▶ [CONSIGNES DE L'EXERCICE]:
- A) Indiquez si chacune des affirmations suivantes est conforme au texte sur les pierres levées, en répondant par oui ou par non et en citant les mots du texte qui permettent de trancher : (i) les deux pierres levées avaient une silhouette humaine ; (ii) la mare située à mi-pente du Grand-Champ était bâtie ; (iii) la fontaine et le lavoir avaient été construits en bois.
- B) D'après le texte sur les pierres levées, où naissait le cours d'eau du Grand-Champ ?
- C) Poursuivez le texte sur les pierres levées à partir de l'endroit où il s'arrête.

▶ [TEXTE EXTRAIT]:
- - - - -

Les Pierres

Venues du fond des temps. On les apercevait quand on atteignait la lisière des bois, sur les hauteurs du Monjanel1, et que l’on surplombait la combe profonde où roulait le torrent du Deiro2 et sa formidable cascade.

Elles avaient été conservées au beau milieu du Grand-Champ où courait un ruisseau impétueux, interrompu à mi-pente par une mare non bâtie. Ce cours d’eau naissait dans une zone humide, avec une petite tourbière haute active couronnée de molinies bleues, et les habitants de la villa, sur l’épaule du Puy de la Tourte avaient édifiés, de moellons de pierre et de briques rouges, une fontaine et un grand lavoir.

Ces deux grandes pierres levées, très massives, à la silhouette humaine, indiquaient, depuis toujours, la présence d’un habitat. On les appelait menhirs, peiraguda, peiraquilhada, peira fada, peirafite, pierrefite, peyrelevada3, selon l’époque et le caprice des lettrés.

- - - - -

▶ [DONNÉES BRUTES]:
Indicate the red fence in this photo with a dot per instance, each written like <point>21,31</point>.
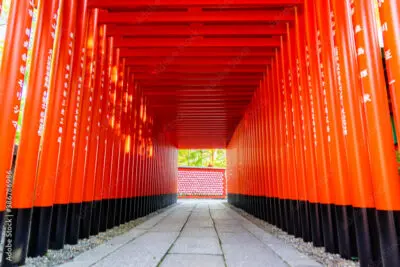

- - - - -

▶ [RÉPONSES]:
- A)
(i) Oui : « à la silhouette humaine ».
(ii) Non : « une mare non bâtie ».
(iii) Non : « de moellons de pierre et de briques rouges ».

- B) Il naissait dans une zone humide, avec une petite tourbière haute active couronnée de molinies bleues.

- C)
Aujourd’hui, je comprends parfaitement qu’elles indiquaient là-haut, à deux cent mètres, la villa gallo-romaine de deux niveaux, plutôt cossue, couverte de larges tuiles d’argile orange.

L’une d’elles est ici désormais, à cinquante mètres de notre maison en bord de forêt. Nous l’avons extraite des ronces et de l’oubli.
Nous l’avons remise debout, quilhée, là, à quelques encâblures de l’emplacement supposé d’un menhir, dont parlaient les bergères gardant leurs moutons dans les landes de bruyères, il y a très, très longtemps. (L’un de nos témoins visuels aurait aujourd’hui 130 ans !).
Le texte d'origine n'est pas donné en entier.